(DATA EXTRACT Opens)
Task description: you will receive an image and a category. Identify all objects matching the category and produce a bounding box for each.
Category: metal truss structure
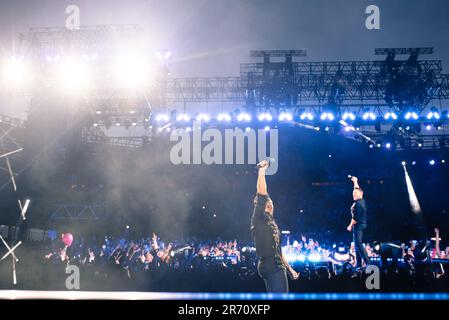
[49,203,103,221]
[9,26,449,150]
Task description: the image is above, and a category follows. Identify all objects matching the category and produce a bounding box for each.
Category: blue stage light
[429,160,435,166]
[384,112,398,120]
[320,112,335,121]
[257,112,273,121]
[196,113,210,122]
[342,112,356,121]
[237,112,251,122]
[405,112,419,120]
[217,113,232,122]
[176,113,190,122]
[155,113,170,122]
[278,112,293,122]
[300,112,314,121]
[362,112,376,121]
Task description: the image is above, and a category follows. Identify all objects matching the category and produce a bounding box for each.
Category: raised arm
[257,160,269,195]
[351,176,360,190]
[435,228,441,258]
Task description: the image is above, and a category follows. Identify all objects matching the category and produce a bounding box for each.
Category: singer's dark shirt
[250,193,284,274]
[351,198,367,226]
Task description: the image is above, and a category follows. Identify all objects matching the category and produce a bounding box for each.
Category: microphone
[257,158,276,168]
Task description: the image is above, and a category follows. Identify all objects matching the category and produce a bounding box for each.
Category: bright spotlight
[217,113,232,122]
[384,112,398,120]
[320,112,335,121]
[405,112,419,120]
[176,113,190,122]
[114,53,155,90]
[264,126,270,131]
[245,127,251,132]
[385,143,392,149]
[342,112,356,121]
[258,112,273,121]
[300,112,314,121]
[196,113,210,122]
[2,56,31,88]
[155,113,170,122]
[362,112,376,120]
[401,161,406,166]
[402,164,422,215]
[429,160,435,166]
[56,57,91,93]
[278,112,293,121]
[156,50,172,63]
[237,112,251,122]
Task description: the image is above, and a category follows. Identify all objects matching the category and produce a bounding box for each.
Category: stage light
[155,113,170,122]
[300,112,314,121]
[362,112,376,121]
[442,160,446,164]
[237,112,251,122]
[126,225,130,229]
[217,113,232,122]
[132,122,137,126]
[425,124,432,130]
[45,54,61,63]
[384,112,398,120]
[245,127,251,132]
[93,123,98,127]
[324,126,330,131]
[264,126,270,131]
[257,112,273,121]
[2,55,31,88]
[401,161,406,166]
[196,113,210,122]
[82,53,98,61]
[56,57,91,93]
[429,160,435,166]
[405,112,419,120]
[320,112,335,121]
[186,127,192,132]
[114,52,155,90]
[156,50,172,63]
[385,143,392,149]
[115,122,120,126]
[176,113,190,122]
[342,112,356,121]
[278,112,293,121]
[369,144,374,149]
[412,161,416,165]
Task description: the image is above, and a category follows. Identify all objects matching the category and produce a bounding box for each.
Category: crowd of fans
[43,228,449,286]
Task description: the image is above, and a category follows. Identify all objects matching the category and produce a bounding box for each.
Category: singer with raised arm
[251,159,298,293]
[347,176,371,268]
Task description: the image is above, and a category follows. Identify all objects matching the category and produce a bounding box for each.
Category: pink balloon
[62,233,74,247]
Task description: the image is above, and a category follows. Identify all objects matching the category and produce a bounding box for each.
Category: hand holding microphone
[257,158,275,169]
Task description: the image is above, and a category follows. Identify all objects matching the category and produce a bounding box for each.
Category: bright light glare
[2,56,31,88]
[114,53,154,90]
[217,113,232,122]
[57,57,91,93]
[403,165,422,214]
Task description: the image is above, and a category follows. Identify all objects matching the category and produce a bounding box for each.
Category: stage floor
[0,291,448,300]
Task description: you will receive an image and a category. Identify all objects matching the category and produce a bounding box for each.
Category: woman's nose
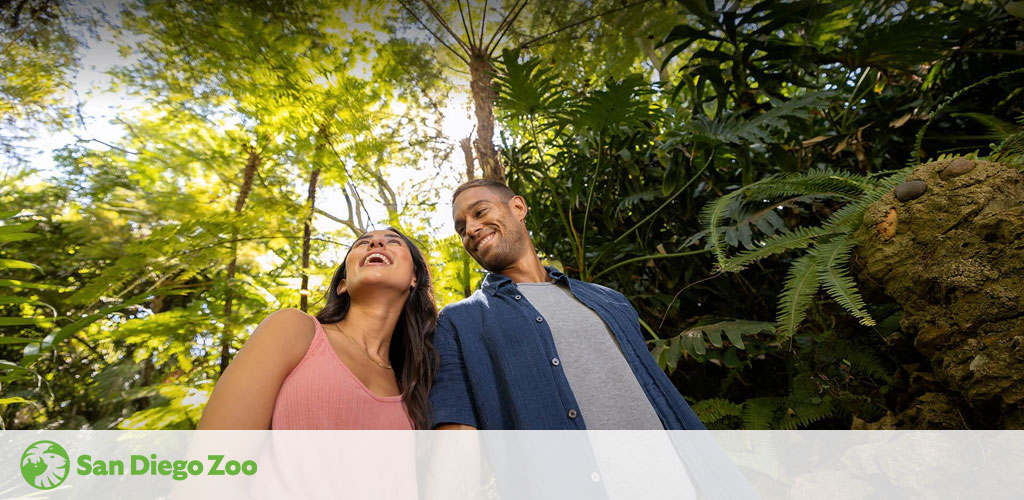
[368,238,385,248]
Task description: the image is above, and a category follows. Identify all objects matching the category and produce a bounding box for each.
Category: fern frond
[813,236,875,326]
[914,67,1024,161]
[67,255,147,305]
[742,397,782,429]
[692,398,743,425]
[746,91,838,135]
[699,185,752,268]
[721,226,837,272]
[993,128,1024,167]
[744,168,872,200]
[830,340,892,381]
[778,397,835,430]
[821,167,914,232]
[775,254,820,338]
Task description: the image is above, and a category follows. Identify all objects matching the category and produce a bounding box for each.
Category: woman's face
[339,230,417,299]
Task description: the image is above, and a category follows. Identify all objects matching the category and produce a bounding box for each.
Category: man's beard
[474,227,524,273]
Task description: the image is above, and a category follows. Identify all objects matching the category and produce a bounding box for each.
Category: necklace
[335,324,392,370]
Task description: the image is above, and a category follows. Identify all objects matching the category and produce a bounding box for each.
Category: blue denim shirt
[429,267,706,430]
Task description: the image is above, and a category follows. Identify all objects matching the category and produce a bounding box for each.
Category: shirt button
[568,409,577,419]
[514,295,522,300]
[591,472,600,483]
[551,358,560,366]
[536,316,543,323]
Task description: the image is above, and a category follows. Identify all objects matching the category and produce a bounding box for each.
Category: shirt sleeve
[429,312,480,429]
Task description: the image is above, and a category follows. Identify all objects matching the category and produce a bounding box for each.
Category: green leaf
[813,236,875,326]
[742,398,780,429]
[692,398,742,425]
[0,359,39,375]
[37,289,167,354]
[776,255,820,338]
[0,233,40,243]
[1007,1,1024,18]
[0,222,36,235]
[0,317,48,326]
[722,226,837,272]
[667,337,682,370]
[0,279,58,290]
[0,337,41,345]
[0,396,33,406]
[0,259,41,271]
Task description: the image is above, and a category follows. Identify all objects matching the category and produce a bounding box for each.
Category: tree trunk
[220,147,260,374]
[469,49,503,181]
[460,136,476,181]
[300,167,321,312]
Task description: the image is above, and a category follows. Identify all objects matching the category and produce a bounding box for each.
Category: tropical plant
[0,209,51,428]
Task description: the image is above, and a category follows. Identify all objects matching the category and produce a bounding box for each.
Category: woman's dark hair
[314,227,438,429]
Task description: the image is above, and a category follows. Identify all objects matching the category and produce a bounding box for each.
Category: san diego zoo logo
[21,440,70,490]
[19,439,258,490]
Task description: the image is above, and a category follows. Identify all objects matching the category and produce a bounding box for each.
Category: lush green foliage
[2,0,1023,430]
[499,0,1024,428]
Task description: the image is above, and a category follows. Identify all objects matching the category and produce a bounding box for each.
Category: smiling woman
[197,228,438,430]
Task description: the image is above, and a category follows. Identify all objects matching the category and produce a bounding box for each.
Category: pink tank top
[270,316,413,430]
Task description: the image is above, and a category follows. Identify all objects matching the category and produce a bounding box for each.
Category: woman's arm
[197,308,315,429]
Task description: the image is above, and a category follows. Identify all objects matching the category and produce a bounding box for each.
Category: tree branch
[455,0,476,50]
[478,0,489,49]
[315,207,365,236]
[484,0,526,54]
[420,0,473,53]
[514,0,657,51]
[396,0,470,64]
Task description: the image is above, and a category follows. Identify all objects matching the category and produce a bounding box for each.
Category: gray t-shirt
[517,282,664,430]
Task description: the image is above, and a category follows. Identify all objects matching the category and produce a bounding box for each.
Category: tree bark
[469,49,503,181]
[300,167,321,312]
[220,146,260,374]
[460,135,476,181]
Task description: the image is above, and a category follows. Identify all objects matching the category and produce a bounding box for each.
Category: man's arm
[429,310,481,429]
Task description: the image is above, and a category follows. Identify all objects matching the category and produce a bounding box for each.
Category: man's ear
[508,195,528,221]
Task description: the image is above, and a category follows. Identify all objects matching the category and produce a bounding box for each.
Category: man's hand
[436,424,477,430]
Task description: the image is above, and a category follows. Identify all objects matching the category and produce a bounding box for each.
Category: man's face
[453,186,528,272]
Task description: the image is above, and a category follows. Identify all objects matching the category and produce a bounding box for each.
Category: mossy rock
[854,158,1024,424]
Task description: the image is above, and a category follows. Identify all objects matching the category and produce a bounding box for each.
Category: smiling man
[429,179,705,431]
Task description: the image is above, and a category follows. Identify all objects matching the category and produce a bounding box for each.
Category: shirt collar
[481,266,568,295]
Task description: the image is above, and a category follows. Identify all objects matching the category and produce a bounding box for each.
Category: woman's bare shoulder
[243,308,318,362]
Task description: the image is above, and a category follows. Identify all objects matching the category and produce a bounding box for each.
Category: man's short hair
[451,179,517,204]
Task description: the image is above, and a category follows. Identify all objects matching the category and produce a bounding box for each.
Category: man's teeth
[478,233,494,250]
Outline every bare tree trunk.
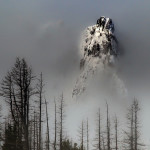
(DATA EXTRACT Closes)
REQUIRED WORK:
Starting at the line that holds "Category: woman's bare shoulder" and stopping at the last line of the listing above, write out each line exactly as it appears, and omit the pictures.

EXERCISE RESULT:
Category: woman's bare shoulder
[243,308,318,362]
Task description: the image is above, and a category follows. Identify all objects matching the category and produce a bounding box for each.
Category: man's short hair
[451,179,517,204]
Task description: the image is above, and a category follows. Identify all objects matching the category and produce a bounding box for each.
Category: man's teeth
[478,233,494,250]
Outline every bare tree trunk.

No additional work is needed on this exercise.